**WHAT THE TASK ASKS**: Retype the listing that follows, exactly as written.

**PROVIDED MATERIAL**:

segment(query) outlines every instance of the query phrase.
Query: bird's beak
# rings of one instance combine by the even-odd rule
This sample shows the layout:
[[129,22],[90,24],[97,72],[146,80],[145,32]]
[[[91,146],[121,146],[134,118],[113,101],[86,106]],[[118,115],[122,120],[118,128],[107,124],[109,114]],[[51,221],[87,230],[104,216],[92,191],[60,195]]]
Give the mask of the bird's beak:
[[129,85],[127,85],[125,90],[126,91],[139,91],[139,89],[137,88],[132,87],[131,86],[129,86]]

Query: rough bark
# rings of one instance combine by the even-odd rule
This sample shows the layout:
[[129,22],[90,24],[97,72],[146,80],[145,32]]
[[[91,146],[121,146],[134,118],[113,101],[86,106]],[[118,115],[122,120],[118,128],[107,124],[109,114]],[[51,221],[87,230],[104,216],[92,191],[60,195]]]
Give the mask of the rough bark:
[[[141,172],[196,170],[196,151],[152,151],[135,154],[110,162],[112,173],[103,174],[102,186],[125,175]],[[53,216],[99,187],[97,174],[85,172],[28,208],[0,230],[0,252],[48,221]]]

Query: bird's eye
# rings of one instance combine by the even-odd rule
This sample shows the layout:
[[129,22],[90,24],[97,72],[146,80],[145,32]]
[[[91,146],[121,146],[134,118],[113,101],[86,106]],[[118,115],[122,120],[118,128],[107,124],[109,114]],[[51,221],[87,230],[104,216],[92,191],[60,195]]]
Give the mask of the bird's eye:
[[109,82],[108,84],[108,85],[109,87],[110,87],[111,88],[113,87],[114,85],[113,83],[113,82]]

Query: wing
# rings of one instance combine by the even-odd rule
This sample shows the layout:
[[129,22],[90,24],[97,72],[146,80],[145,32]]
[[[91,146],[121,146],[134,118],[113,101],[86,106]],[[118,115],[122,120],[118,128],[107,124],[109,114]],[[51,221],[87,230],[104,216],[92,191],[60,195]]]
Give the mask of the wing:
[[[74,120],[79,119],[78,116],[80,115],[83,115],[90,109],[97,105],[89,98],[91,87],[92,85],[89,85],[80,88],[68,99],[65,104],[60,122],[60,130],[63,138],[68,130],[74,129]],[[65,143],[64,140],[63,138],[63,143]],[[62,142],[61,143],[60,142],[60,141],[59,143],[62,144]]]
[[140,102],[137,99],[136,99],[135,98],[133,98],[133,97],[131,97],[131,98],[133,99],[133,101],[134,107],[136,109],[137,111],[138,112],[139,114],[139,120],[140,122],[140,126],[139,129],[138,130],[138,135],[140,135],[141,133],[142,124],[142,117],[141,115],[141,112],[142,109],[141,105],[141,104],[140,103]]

**FULL ANSWER**:
segment(query) outlines every instance of the query phrase.
Query: bird's beak
# rings of one instance combine by the even-odd rule
This sample shows the layout:
[[129,22],[90,24],[97,72],[146,80],[145,32]]
[[[91,146],[121,146],[134,118],[113,101],[86,106]],[[118,115],[122,120],[118,128],[107,124],[109,114]],[[51,221],[87,230],[104,216],[92,191],[60,195]]]
Give the mask of the bird's beak:
[[129,85],[127,85],[125,90],[126,91],[139,91],[139,89],[137,88],[132,87],[131,86],[129,86]]

Query: rough bark
# rings of one instance combine by the even-odd rule
This sample shows the layout:
[[129,22],[90,24],[97,72],[146,80],[145,32]]
[[[91,146],[121,146],[134,118],[113,101],[86,106]],[[118,115],[122,120],[118,128],[107,124],[109,114]],[[51,221],[87,230],[104,216],[92,191],[60,195]]]
Give the mask of the rough bark:
[[[141,172],[196,170],[196,151],[152,151],[135,154],[110,162],[112,173],[103,174],[102,186],[125,175]],[[53,216],[99,187],[97,174],[85,172],[28,208],[0,230],[0,252],[48,221]]]

Query: bird's eye
# rings of one instance combine by the even-odd rule
This sample shows the layout:
[[129,22],[90,24],[97,72],[146,80],[145,32]]
[[[91,146],[121,146],[134,118],[113,101],[86,106]],[[118,115],[122,120],[118,128],[107,124],[109,114]],[[51,221],[87,230],[104,216],[92,191],[60,195]]]
Give the mask of the bird's eye:
[[109,82],[108,84],[108,85],[109,87],[110,87],[111,88],[113,87],[114,85],[113,83],[113,82]]

Query: wing
# rings of one instance combine by the even-odd rule
This sample shows the layout:
[[129,22],[90,24],[97,72],[146,80],[145,32]]
[[[91,146],[121,146],[134,118],[113,101],[86,106]],[[118,115],[122,120],[118,128],[107,124],[109,114]],[[51,221],[87,230],[104,216],[92,191],[60,195]]]
Give the mask of the wing:
[[[74,120],[79,119],[78,116],[80,115],[83,115],[90,109],[97,105],[89,98],[91,87],[92,85],[89,85],[80,88],[68,99],[65,104],[60,122],[60,130],[63,138],[68,130],[74,129]],[[65,143],[64,140],[63,138],[63,143]],[[62,142],[61,143],[60,142],[60,141],[59,143],[62,144]]]
[[140,102],[137,99],[136,99],[135,98],[133,98],[133,97],[131,97],[131,98],[133,99],[133,101],[134,107],[136,109],[137,111],[138,112],[139,114],[139,120],[140,122],[140,126],[139,129],[138,130],[138,135],[140,135],[141,133],[142,124],[142,117],[141,115],[141,112],[142,109],[141,105],[141,104],[140,103]]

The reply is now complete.